=== Data provided ===

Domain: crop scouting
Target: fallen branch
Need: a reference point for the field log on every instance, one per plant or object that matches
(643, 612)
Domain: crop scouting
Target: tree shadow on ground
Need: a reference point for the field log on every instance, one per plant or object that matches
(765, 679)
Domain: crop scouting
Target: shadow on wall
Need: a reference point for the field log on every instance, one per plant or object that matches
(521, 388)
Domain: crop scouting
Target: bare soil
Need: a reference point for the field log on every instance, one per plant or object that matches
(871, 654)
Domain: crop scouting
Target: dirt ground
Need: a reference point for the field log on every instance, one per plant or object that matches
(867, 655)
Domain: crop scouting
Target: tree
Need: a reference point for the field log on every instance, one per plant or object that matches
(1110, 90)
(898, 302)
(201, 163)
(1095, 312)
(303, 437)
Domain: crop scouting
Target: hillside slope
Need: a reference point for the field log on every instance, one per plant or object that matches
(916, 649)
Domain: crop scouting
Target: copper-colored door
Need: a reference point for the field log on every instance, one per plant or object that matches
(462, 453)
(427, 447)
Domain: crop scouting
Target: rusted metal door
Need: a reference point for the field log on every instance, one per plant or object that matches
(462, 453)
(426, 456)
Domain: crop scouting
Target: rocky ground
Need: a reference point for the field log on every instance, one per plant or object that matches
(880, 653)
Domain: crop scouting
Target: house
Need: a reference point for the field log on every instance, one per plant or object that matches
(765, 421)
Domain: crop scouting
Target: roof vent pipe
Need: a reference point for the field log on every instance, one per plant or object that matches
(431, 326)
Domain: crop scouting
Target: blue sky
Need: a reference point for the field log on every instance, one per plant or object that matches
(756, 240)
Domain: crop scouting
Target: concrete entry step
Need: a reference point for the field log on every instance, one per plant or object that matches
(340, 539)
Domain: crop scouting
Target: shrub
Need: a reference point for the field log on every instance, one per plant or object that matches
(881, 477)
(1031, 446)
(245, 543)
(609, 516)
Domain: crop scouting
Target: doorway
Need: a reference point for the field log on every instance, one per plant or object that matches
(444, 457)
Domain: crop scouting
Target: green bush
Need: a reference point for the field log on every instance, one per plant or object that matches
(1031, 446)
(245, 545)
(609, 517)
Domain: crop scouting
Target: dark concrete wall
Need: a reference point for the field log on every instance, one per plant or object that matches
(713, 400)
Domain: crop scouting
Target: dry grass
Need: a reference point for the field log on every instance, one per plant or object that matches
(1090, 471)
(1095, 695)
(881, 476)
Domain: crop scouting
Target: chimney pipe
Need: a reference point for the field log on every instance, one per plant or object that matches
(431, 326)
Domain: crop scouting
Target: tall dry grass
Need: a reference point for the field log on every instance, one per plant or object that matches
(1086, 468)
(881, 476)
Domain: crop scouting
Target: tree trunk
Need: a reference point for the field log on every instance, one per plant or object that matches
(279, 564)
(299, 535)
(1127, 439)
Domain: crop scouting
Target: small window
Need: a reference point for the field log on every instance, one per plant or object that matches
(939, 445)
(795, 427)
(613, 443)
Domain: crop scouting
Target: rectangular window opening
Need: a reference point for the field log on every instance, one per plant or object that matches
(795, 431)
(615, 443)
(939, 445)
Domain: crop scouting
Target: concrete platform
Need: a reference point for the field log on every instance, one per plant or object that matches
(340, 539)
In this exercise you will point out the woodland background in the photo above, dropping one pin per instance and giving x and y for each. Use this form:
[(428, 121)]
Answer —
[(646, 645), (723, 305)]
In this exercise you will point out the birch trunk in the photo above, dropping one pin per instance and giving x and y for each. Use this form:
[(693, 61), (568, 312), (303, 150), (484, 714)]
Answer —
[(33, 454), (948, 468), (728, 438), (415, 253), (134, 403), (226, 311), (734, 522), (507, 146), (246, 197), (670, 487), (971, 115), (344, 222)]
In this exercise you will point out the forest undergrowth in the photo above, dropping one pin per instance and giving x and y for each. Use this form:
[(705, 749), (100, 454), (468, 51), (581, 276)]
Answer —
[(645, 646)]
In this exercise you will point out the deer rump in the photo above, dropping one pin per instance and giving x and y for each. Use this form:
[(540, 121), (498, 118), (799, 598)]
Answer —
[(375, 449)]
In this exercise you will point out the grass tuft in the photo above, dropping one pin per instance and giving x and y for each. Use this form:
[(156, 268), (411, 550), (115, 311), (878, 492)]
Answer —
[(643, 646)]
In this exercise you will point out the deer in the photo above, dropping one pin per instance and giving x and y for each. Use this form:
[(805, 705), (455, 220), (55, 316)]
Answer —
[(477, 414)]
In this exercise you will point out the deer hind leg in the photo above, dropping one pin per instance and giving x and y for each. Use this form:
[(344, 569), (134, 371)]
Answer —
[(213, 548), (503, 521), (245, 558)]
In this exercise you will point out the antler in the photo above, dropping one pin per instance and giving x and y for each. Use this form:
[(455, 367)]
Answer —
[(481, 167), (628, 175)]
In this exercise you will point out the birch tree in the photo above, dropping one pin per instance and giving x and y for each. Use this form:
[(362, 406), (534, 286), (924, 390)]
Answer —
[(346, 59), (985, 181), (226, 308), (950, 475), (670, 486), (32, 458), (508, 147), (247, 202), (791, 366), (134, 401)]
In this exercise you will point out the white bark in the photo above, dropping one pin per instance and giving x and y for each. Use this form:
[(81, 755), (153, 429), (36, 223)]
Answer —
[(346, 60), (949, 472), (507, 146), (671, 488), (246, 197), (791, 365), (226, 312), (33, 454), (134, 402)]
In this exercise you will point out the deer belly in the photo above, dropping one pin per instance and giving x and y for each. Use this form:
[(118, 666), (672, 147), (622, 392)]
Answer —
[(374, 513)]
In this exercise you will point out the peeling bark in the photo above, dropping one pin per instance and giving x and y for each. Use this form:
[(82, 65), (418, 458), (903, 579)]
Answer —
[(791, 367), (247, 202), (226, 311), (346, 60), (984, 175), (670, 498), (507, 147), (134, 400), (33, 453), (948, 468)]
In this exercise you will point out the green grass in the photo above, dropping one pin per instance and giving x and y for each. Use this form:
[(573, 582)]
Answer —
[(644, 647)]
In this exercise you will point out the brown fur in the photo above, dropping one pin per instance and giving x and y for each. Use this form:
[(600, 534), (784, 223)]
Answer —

=== Exercise requirements ===
Would you repeat all of the data above, word for word?

=== Solution for this problem ===
Domain: crop scouting
Target: fallen branch
Need: a reference point for the field log on every instance, one per plant or object that matches
(643, 612)
Domain: crop scouting
Target: tree shadow on ground
Need: a reference point for the field log on every instance, one per plant or object that matches
(765, 679)
Domain: crop scouting
Target: shadow on wall
Need: a reference point for the field log on every instance, one per plant or object that matches
(521, 388)
Domain: crop scouting
Target: bare soil
Need: a reference point for the field log on every instance, one per plant or object that matches
(871, 654)
Domain: crop scouting
Target: dirt ground
Need: a reference point for the field log on every instance, one per plant or object that matches
(867, 655)
Domain: crop scouting
Target: tree
Need: a reference point for the field log on every instance, one per plant or object that matches
(1110, 90)
(898, 302)
(201, 163)
(1095, 312)
(303, 437)
Domain: crop scouting
Target: hillside slope
Need: a reference point for the field log on every instance, one per plant or object that matches
(916, 649)
Domain: crop scouting
Target: copper-colored door
Need: a reference point for the field log on every instance, one per plant or object that matches
(462, 453)
(427, 447)
Domain: crop scouting
Target: rusted metal door
Need: a reference point for the field log on every instance, one per plant or object that matches
(462, 453)
(426, 456)
Domain: crop scouting
Target: rocky ground
Need: a reference point for the field log on every instance, one per plant or object that matches
(880, 653)
Domain: crop scouting
Target: house
Need: a reference point for the field log on every instance, one per plant or object that matches
(765, 421)
Domain: crop scouting
Target: roof vent pipe
Need: a reference point for the field log on every instance, one per plant or object that matches
(431, 326)
Domain: crop scouting
Target: blue sky
Need: a reference point for the field log on every instance, one per plant or object that matches
(756, 240)
Domain: crop scouting
Target: concrete entry step
Need: a reference point for the field log on every instance, one per plant or object that matches
(340, 539)
Domain: crop scouting
Target: shrub
Need: a reference point for the field log on every instance, one per plant or object that matches
(881, 477)
(1031, 446)
(245, 543)
(609, 516)
Domain: crop scouting
Target: doorway
Need: a reference point for the field log on every instance, one per plant or object that matches
(444, 457)
Domain: crop scouting
Target: green bush
Need: a reference point for the field log on every instance, one per plant or object that matches
(1031, 446)
(245, 545)
(609, 517)
Domain: crop scouting
Target: dark concrete wall
Need: a reference point for the field log on every instance, one per plant or object that matches
(713, 400)
Domain: crop scouting
Target: dry grass
Need: a reference point for the field log on every instance, one per plant or object that matches
(1090, 471)
(1095, 695)
(881, 476)
Domain: crop scouting
Target: chimney pipe
Need: a reference point for the field log on every instance, one per plant or object that matches
(431, 326)
Domain: crop scouting
Target: tall dry grass
Need: a reference point for the field log on every instance, one per plant or object that matches
(1086, 468)
(881, 476)
Domain: crop scouting
Target: tree trunk
Need: a reference point for the field log on every instance, one per plant or object that matches
(279, 564)
(299, 535)
(1127, 439)
Domain: crop scouting
Target: small window
Need: a reference point for the field log on every instance, one per plant or object that matches
(939, 445)
(795, 427)
(613, 443)
Domain: crop scouting
Target: rectangular window opening
Need: a reference point for the field log on every instance, one per plant or object that matches
(795, 431)
(615, 443)
(939, 445)
Domain: crop scouting
Target: concrete platform
Need: a reference point for the field log on every instance, one per plant or object that matches
(340, 539)
In this exercise you will point out the woodland background in the photo above, dropping one pin per instance and giving x and y for each. Use this form:
[(428, 121)]
Answer —
[(646, 645), (723, 305)]
In this exercise you will point out the birch trunk in the photo above, dropping one pin per instance and giving x and y for each. Use this form:
[(693, 61), (568, 312), (303, 150), (484, 714)]
Answer —
[(33, 454), (948, 468), (728, 438), (415, 253), (134, 403), (226, 311), (734, 522), (507, 146), (246, 197), (670, 487), (971, 115), (344, 222)]
In this exercise you will point out the forest undergrowth in the photo above, dropping one pin per instance and giving x and y for each. Use this form:
[(705, 749), (100, 454), (468, 51), (581, 276)]
Answer —
[(645, 646)]
In this exercise you will point out the deer rump in the photo above, dropping one pin per instance and giving x and y for each. Use this form:
[(540, 121), (498, 118), (799, 598)]
Answer —
[(375, 449)]
In this exercise you will point out the grass tuft in the photo above, dropping one pin per instance and giving x and y for each. Use this form:
[(156, 268), (411, 550), (115, 311), (878, 492)]
Answer —
[(643, 646)]
In this exercise you will point out the deer in the photo above, dropping one pin per instance and giving x and y for each. Use this form:
[(805, 705), (455, 220), (55, 316)]
Answer —
[(477, 414)]
In this exercise you will point out the deer hind leg in the photo above, dropping one pin per instance and giving x and y for each. Use this form:
[(344, 569), (134, 371)]
Answer —
[(213, 548), (503, 521), (245, 558)]
In this exercise you will point out the antler in the photo above, dropping one pin per instance and giving x and y for each. Use this form:
[(455, 367)]
Answer —
[(481, 167), (628, 175)]
In this exercise you will point out the birch tree in the photo above, dropping one pin per instance and giving x and y for each. Use this form:
[(362, 406), (534, 286), (924, 390)]
Answer —
[(346, 59), (985, 181), (226, 308), (950, 475), (670, 486), (32, 458), (508, 147), (247, 202), (791, 366), (134, 401)]
In this exercise you will point out the white bark in the photo above, dropping one pin per instance and giving x and y for each. Use this form:
[(81, 755), (153, 429), (36, 223)]
Answer —
[(346, 60), (949, 472), (507, 146), (671, 488), (246, 197), (791, 365), (226, 312), (33, 454), (134, 402)]
In this exercise you will point out the deer belly in the photo above, dropping one pin per instance and giving x and y for each. Use this form:
[(118, 666), (672, 147), (622, 392)]
Answer —
[(374, 513)]
In this exercise you will point out the peeling bark in the photo above, dropping one pin per instance and giving x and y for each. Use this form:
[(82, 65), (418, 458), (903, 579)]
Answer —
[(791, 367), (247, 202), (226, 311), (346, 60), (984, 175), (670, 498), (507, 147), (134, 400), (33, 453), (948, 468)]
In this exercise you will point out the green grass in the photo above, dropping one pin per instance and giving x and y for each. Use this form:
[(573, 582)]
Answer —
[(644, 647)]
In this exercise you will point out the brown fur in the photo above, dropping one pin per instance and giving x and y for each. Use this form:
[(600, 534), (784, 223)]
Answer —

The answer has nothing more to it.